● Data for the task
== == ==

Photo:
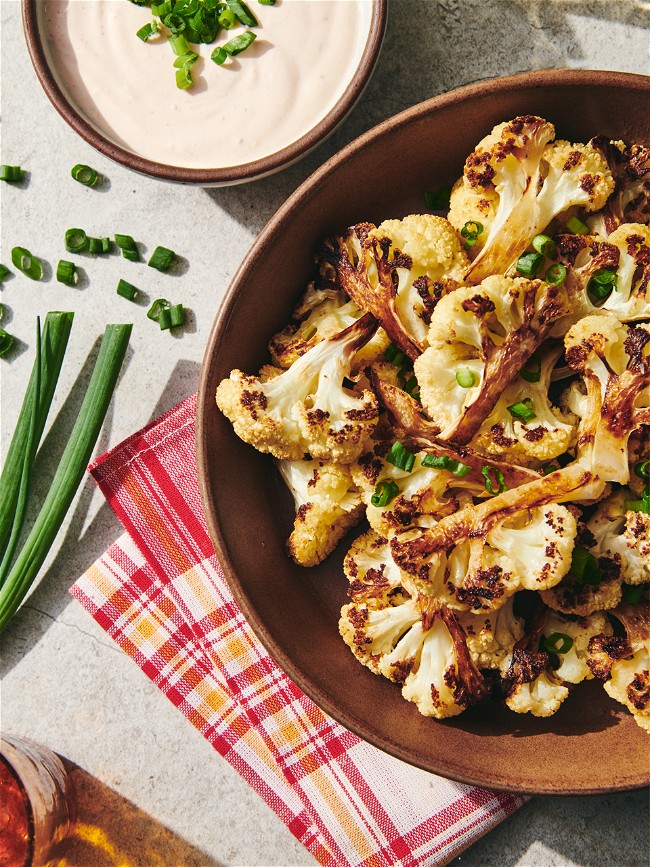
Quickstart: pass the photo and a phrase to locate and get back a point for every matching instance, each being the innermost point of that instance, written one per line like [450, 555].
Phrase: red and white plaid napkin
[160, 593]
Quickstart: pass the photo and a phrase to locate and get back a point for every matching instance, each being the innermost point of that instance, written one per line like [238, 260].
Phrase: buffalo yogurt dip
[261, 101]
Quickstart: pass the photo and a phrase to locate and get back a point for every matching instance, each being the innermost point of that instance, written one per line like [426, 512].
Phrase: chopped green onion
[544, 245]
[76, 240]
[438, 200]
[242, 13]
[522, 410]
[19, 576]
[400, 457]
[465, 377]
[584, 567]
[6, 342]
[499, 480]
[126, 290]
[179, 44]
[175, 23]
[442, 462]
[642, 469]
[161, 259]
[183, 78]
[632, 593]
[11, 173]
[155, 309]
[576, 226]
[602, 282]
[177, 315]
[128, 247]
[84, 175]
[532, 370]
[25, 262]
[558, 642]
[556, 274]
[146, 32]
[227, 19]
[529, 264]
[66, 272]
[384, 492]
[470, 231]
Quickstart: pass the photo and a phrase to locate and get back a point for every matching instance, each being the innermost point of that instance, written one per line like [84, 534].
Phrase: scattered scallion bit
[465, 377]
[400, 457]
[584, 566]
[6, 342]
[545, 245]
[128, 247]
[11, 173]
[242, 13]
[522, 410]
[27, 263]
[145, 33]
[17, 575]
[532, 370]
[529, 264]
[161, 259]
[385, 491]
[470, 231]
[84, 175]
[495, 482]
[126, 290]
[558, 642]
[443, 462]
[555, 274]
[576, 226]
[66, 272]
[76, 241]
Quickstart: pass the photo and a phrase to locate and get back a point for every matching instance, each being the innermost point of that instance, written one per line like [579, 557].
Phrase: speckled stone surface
[154, 791]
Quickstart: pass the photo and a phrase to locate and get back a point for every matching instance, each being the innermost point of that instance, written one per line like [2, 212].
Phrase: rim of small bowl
[219, 176]
[205, 404]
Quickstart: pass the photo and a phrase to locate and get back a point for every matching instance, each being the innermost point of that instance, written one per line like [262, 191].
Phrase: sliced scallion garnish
[84, 175]
[385, 491]
[27, 263]
[443, 462]
[400, 457]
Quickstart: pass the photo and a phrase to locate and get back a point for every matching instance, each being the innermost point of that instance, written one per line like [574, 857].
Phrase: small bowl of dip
[255, 114]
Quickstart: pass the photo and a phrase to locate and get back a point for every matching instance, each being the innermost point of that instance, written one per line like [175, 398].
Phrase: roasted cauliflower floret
[524, 426]
[307, 409]
[624, 662]
[614, 363]
[479, 339]
[419, 644]
[327, 504]
[477, 558]
[321, 314]
[535, 179]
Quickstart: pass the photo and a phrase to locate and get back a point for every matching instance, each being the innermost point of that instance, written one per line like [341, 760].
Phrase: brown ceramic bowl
[54, 87]
[592, 744]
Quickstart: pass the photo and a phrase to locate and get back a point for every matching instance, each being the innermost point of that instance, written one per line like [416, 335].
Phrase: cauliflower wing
[327, 505]
[307, 408]
[490, 331]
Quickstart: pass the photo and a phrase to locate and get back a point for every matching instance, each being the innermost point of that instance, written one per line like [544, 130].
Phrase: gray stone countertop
[159, 792]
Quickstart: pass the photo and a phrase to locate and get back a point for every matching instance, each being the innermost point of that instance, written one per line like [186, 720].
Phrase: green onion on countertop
[20, 566]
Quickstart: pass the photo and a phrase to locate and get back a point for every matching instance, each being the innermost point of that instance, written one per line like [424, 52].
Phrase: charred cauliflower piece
[534, 180]
[487, 332]
[624, 662]
[306, 409]
[419, 644]
[327, 505]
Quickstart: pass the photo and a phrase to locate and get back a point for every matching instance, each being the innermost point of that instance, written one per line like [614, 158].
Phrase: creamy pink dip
[257, 103]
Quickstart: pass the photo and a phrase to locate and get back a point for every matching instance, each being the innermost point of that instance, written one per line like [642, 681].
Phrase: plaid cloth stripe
[160, 593]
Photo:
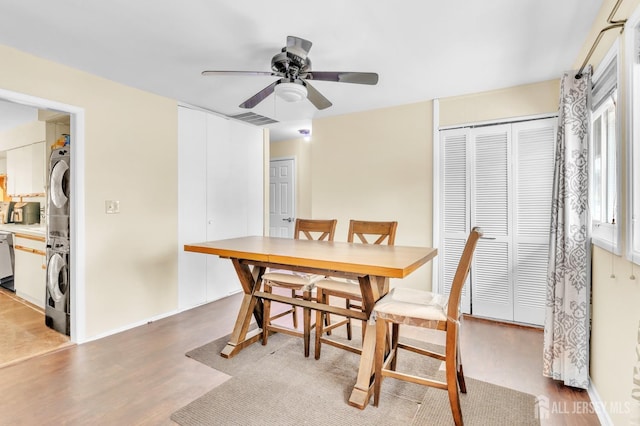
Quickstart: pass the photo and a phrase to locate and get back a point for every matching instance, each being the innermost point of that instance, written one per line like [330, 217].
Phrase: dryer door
[59, 184]
[57, 278]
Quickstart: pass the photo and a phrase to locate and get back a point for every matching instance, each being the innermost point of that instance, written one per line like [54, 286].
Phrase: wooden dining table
[371, 265]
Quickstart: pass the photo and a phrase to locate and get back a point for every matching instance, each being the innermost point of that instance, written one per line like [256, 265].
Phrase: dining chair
[365, 232]
[428, 310]
[300, 284]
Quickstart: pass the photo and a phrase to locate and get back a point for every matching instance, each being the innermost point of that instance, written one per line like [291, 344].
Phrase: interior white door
[491, 288]
[281, 198]
[220, 192]
[534, 153]
[454, 208]
[499, 177]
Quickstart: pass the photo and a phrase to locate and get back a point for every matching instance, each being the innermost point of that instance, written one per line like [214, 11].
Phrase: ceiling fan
[293, 66]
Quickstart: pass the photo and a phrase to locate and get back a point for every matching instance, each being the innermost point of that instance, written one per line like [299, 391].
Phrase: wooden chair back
[381, 231]
[462, 272]
[315, 229]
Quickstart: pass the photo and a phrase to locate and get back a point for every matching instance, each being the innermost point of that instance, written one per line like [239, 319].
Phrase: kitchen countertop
[37, 229]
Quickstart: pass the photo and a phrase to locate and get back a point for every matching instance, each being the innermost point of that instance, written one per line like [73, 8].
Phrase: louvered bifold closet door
[491, 209]
[454, 207]
[534, 146]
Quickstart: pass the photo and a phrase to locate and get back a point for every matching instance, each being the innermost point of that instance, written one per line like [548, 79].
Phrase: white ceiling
[421, 49]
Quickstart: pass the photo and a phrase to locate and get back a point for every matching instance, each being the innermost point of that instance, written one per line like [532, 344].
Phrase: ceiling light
[306, 134]
[291, 92]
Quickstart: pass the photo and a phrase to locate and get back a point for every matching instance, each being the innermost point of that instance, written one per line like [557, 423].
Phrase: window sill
[607, 238]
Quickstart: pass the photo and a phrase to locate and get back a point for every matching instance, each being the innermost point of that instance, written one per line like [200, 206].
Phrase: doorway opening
[76, 214]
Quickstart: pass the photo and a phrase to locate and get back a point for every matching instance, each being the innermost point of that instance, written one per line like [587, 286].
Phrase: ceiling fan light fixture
[291, 92]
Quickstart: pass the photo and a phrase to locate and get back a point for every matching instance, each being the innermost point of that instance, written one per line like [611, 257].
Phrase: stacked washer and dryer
[58, 293]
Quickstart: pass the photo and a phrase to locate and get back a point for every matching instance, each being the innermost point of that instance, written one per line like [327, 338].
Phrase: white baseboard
[598, 405]
[129, 326]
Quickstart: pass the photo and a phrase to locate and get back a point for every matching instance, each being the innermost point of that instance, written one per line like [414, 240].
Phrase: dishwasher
[7, 260]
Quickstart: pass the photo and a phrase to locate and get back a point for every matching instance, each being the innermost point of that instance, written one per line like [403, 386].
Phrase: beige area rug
[277, 385]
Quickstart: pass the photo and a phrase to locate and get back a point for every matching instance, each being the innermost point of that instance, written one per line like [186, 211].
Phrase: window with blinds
[500, 178]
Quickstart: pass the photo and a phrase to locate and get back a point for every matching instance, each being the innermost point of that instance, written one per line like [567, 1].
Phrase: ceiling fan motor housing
[290, 64]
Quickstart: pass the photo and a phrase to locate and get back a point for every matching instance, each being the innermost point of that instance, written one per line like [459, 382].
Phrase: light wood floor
[141, 376]
[23, 333]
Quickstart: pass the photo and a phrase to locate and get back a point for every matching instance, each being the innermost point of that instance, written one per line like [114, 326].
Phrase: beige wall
[376, 165]
[521, 101]
[300, 150]
[130, 156]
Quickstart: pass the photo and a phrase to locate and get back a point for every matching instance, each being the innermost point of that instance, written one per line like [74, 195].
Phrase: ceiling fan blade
[241, 73]
[259, 97]
[344, 77]
[298, 46]
[315, 97]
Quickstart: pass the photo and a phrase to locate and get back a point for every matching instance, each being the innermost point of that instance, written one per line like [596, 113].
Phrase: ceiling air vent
[252, 118]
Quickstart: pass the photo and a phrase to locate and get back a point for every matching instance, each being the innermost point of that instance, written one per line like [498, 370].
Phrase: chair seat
[411, 306]
[346, 287]
[297, 281]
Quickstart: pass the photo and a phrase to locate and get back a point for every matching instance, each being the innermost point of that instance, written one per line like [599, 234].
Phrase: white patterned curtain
[566, 331]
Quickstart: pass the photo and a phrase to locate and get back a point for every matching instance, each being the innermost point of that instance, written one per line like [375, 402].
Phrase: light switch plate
[111, 206]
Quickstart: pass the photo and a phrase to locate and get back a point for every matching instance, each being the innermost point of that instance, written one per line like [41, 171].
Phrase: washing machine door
[57, 277]
[59, 184]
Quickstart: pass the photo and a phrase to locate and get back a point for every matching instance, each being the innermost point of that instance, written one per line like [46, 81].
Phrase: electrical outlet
[111, 206]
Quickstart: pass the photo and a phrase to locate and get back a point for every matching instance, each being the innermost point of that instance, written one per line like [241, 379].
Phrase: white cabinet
[26, 169]
[220, 192]
[30, 268]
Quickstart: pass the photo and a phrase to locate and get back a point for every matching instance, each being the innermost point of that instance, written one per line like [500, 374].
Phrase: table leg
[240, 337]
[373, 288]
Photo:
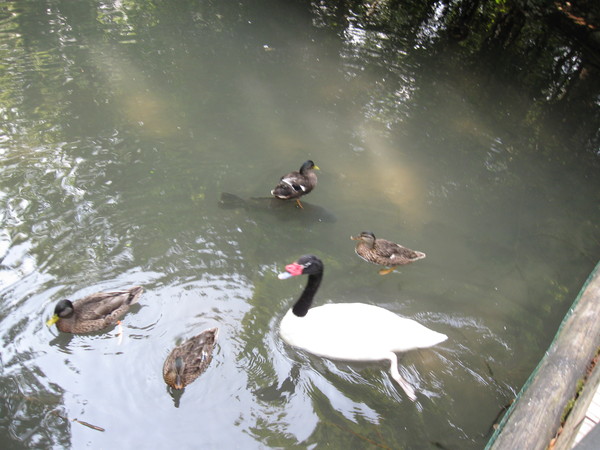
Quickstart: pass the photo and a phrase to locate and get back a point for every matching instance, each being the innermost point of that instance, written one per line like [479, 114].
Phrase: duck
[189, 360]
[350, 331]
[384, 253]
[296, 184]
[94, 312]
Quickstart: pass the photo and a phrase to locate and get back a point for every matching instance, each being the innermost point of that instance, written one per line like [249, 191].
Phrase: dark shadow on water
[284, 210]
[277, 392]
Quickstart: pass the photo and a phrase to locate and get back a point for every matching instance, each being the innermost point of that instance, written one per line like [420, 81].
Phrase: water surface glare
[120, 129]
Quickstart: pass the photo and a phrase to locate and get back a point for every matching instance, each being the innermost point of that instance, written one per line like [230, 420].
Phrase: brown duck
[296, 184]
[190, 359]
[94, 312]
[384, 253]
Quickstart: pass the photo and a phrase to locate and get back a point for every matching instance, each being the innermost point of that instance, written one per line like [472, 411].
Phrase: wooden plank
[534, 418]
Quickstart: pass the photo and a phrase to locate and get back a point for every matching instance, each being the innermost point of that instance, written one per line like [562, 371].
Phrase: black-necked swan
[350, 331]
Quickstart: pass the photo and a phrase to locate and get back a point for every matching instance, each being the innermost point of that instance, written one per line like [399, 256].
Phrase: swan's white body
[358, 332]
[351, 331]
[355, 332]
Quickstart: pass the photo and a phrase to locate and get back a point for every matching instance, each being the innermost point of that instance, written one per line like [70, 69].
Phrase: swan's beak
[291, 270]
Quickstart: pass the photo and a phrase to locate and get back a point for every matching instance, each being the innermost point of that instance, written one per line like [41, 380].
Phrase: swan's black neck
[303, 303]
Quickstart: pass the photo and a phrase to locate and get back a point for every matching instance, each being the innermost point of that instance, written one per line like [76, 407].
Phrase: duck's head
[305, 265]
[365, 236]
[308, 165]
[63, 310]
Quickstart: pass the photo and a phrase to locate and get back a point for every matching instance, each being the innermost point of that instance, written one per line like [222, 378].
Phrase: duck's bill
[291, 270]
[52, 320]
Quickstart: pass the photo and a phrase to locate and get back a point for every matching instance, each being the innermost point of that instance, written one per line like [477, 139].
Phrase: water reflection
[122, 124]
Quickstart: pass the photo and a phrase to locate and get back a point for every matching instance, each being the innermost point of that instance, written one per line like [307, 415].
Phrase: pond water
[122, 126]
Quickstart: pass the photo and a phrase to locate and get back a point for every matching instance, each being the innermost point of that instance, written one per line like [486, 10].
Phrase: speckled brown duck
[94, 312]
[296, 184]
[384, 253]
[189, 360]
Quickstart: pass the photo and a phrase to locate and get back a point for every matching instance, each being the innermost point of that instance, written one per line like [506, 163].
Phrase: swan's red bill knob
[291, 270]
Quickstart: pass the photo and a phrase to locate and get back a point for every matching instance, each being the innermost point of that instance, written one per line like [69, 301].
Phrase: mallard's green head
[308, 165]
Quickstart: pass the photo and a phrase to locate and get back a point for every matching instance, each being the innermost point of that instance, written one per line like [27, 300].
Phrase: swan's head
[305, 265]
[365, 236]
[308, 165]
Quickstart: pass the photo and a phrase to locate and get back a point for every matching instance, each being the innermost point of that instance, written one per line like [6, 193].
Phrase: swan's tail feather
[405, 385]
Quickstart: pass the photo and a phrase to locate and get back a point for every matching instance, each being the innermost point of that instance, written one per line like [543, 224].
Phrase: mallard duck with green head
[189, 360]
[384, 253]
[296, 184]
[94, 312]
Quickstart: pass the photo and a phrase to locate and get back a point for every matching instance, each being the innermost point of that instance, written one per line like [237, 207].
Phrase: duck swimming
[384, 253]
[350, 331]
[94, 312]
[296, 184]
[189, 360]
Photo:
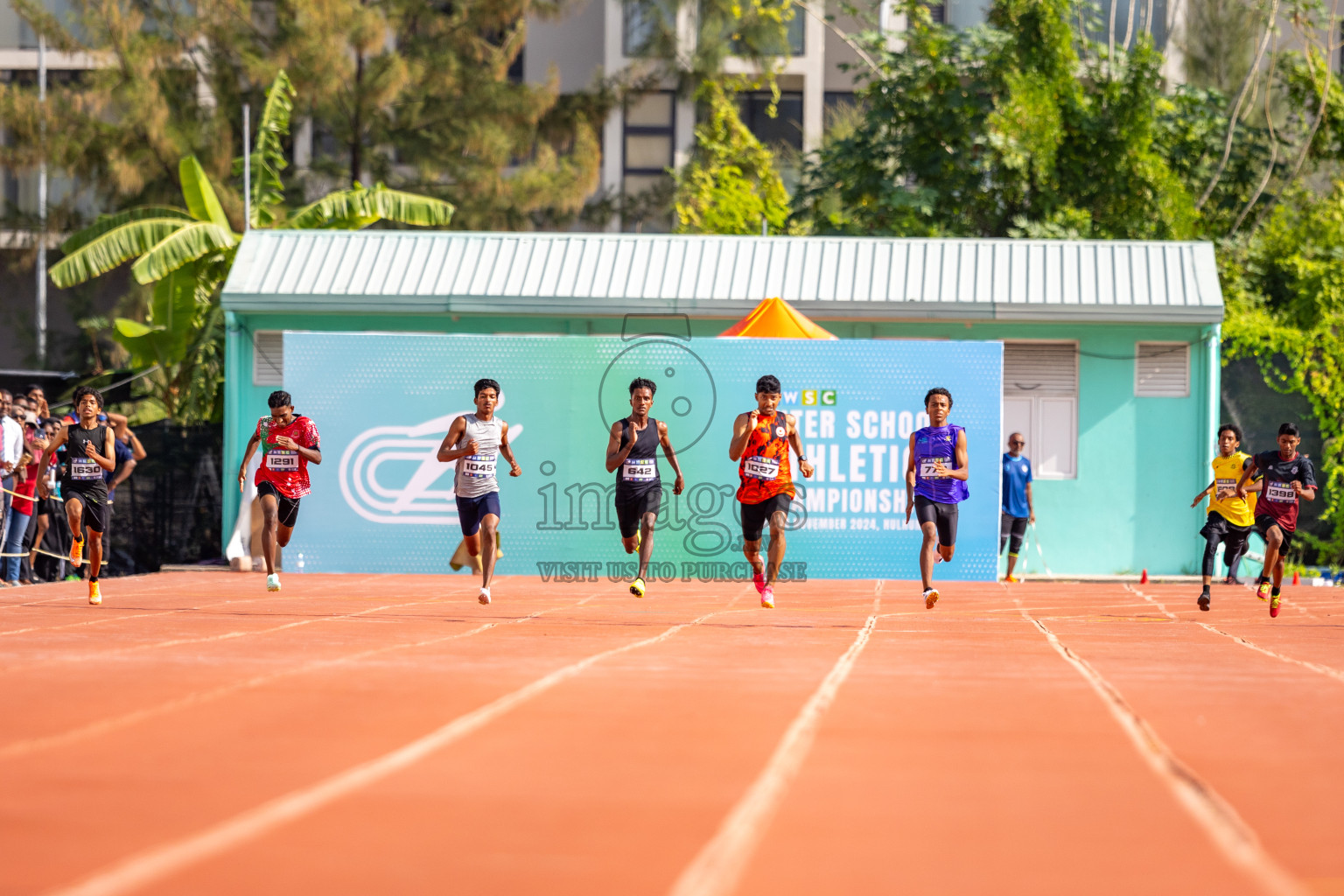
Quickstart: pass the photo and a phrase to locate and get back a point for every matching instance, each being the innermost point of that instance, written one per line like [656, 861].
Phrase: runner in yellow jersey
[1230, 517]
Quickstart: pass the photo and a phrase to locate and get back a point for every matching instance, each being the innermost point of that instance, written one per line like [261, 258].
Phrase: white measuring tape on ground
[60, 556]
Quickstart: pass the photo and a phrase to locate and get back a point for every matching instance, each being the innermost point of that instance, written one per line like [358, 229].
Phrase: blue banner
[383, 402]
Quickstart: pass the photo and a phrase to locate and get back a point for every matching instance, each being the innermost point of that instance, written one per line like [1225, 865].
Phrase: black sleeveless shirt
[82, 472]
[640, 472]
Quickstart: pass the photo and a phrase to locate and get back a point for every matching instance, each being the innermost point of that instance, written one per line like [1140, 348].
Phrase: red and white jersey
[286, 469]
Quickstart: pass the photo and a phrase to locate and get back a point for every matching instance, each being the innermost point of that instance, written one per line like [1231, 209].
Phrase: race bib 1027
[761, 468]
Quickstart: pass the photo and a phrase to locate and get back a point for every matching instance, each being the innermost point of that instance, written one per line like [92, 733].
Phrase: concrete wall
[1140, 459]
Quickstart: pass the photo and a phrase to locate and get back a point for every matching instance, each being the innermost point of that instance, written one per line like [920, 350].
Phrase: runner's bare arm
[507, 451]
[446, 452]
[107, 461]
[910, 479]
[57, 441]
[248, 453]
[614, 456]
[741, 433]
[671, 456]
[796, 441]
[962, 471]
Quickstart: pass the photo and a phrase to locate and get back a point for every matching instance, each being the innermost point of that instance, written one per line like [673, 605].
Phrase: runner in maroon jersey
[290, 444]
[1288, 477]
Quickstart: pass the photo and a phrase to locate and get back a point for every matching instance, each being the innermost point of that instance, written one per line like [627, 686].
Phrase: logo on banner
[391, 474]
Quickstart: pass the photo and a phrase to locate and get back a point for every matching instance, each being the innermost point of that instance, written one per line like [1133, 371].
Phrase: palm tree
[186, 254]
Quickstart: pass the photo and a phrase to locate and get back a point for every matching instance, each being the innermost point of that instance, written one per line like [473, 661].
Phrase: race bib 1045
[1280, 492]
[85, 468]
[478, 466]
[761, 468]
[929, 466]
[640, 471]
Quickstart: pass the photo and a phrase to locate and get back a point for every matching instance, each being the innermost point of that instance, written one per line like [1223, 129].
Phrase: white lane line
[160, 861]
[115, 723]
[719, 865]
[1228, 832]
[1314, 667]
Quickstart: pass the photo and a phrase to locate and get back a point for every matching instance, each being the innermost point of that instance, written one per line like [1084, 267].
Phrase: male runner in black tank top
[89, 454]
[631, 453]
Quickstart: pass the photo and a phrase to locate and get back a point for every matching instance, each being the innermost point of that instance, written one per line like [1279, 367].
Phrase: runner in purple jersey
[935, 484]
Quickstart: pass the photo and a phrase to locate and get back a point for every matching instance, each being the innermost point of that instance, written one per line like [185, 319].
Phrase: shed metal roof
[872, 278]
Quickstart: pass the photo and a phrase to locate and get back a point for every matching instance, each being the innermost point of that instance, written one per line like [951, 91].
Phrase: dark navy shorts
[472, 511]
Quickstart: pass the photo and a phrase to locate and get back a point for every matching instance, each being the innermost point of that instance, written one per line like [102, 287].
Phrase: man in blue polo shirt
[1018, 509]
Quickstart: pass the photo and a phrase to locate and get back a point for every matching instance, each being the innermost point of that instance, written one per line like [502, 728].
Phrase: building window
[640, 25]
[784, 130]
[268, 358]
[1040, 401]
[1161, 369]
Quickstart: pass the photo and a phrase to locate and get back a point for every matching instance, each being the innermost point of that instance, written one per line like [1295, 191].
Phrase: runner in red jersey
[761, 441]
[1288, 476]
[290, 444]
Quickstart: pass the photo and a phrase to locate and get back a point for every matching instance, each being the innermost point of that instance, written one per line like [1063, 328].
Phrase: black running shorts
[941, 514]
[757, 516]
[1263, 526]
[288, 507]
[631, 514]
[95, 508]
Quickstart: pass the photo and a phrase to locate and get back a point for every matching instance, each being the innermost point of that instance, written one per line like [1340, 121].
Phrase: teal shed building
[1110, 348]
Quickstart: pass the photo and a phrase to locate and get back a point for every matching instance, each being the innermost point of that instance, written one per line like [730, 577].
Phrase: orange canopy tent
[773, 318]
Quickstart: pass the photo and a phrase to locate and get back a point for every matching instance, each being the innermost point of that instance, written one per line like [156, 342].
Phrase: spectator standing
[1018, 509]
[20, 509]
[11, 452]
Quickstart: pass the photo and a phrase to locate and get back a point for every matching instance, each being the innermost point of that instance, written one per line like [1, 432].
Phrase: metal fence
[170, 508]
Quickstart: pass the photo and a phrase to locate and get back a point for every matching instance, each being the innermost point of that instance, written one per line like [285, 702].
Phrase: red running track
[388, 735]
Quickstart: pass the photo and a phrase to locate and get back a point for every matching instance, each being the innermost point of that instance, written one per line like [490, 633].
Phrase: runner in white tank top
[474, 442]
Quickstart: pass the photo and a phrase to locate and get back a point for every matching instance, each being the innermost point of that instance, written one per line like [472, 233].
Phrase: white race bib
[85, 468]
[1280, 492]
[761, 468]
[929, 469]
[281, 459]
[478, 466]
[640, 471]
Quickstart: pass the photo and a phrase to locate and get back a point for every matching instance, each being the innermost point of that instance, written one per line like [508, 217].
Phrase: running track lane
[960, 755]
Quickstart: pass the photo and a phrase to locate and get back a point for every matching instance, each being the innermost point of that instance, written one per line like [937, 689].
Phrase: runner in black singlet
[632, 454]
[85, 492]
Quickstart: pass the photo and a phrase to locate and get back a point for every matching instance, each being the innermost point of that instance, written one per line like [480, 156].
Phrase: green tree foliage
[185, 256]
[1285, 308]
[431, 112]
[730, 183]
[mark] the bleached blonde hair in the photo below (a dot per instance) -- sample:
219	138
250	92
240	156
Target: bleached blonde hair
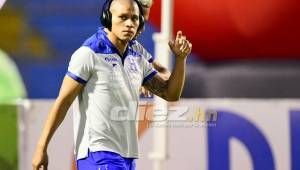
146	3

== == ==

● Exercise goal
Print only the lines from the line that contains "like [1, 432]." to the final line of the data, inclusive. Pictures stay out.

● Result for this exercise
Quickstart: pass the photo and a phrase to locate and get back a point for every matching instance, each being the innermost point of that instance, written one per line like [1, 432].
Phrase: metal fence
[170, 508]
Quickstart: pass the photo and a phrase to locate and get back a point for every matching instance, each being the innermost point of that instance, written one per line like [285, 702].
Phrase: red running track
[388, 735]
Quickstart: pass the photo and a phrase to locate and get back a point for every matching instance, each being the innermost point of that instance, written one per line like [490, 633].
Phrase: runner in white tank top
[474, 442]
Quickstart: pass the photo and a phrase to locate and get back a point for every matching instance, each being the innermost point of that instance, written one per line like [472, 233].
Phrase: white race bib
[85, 468]
[1280, 492]
[761, 468]
[929, 469]
[281, 459]
[478, 466]
[640, 471]
Quickstart: pass the photo and a phrase to locate and get back a point for every matching instance, each being the innermost point of that instance, written one per line like [508, 217].
Phrase: running track lane
[960, 755]
Quickstart: pass the photo and a phrase to locate and get back a point for every matching instance, each being the innermost point of that instance, written one per line like [937, 689].
Phrase: runner in black singlet
[632, 454]
[85, 492]
Quickstart: pass the photo and a phrase to locate and get back a point for every matching instance, each being the innermost point of that instance, written one per line like [480, 156].
Phrase: green tree foliage
[185, 256]
[1285, 308]
[431, 112]
[730, 183]
[mark] the bleached blonde hair in the photo below (a dot per instance) -- sample:
219	138
250	92
240	156
Target: bleached blonde hair
146	3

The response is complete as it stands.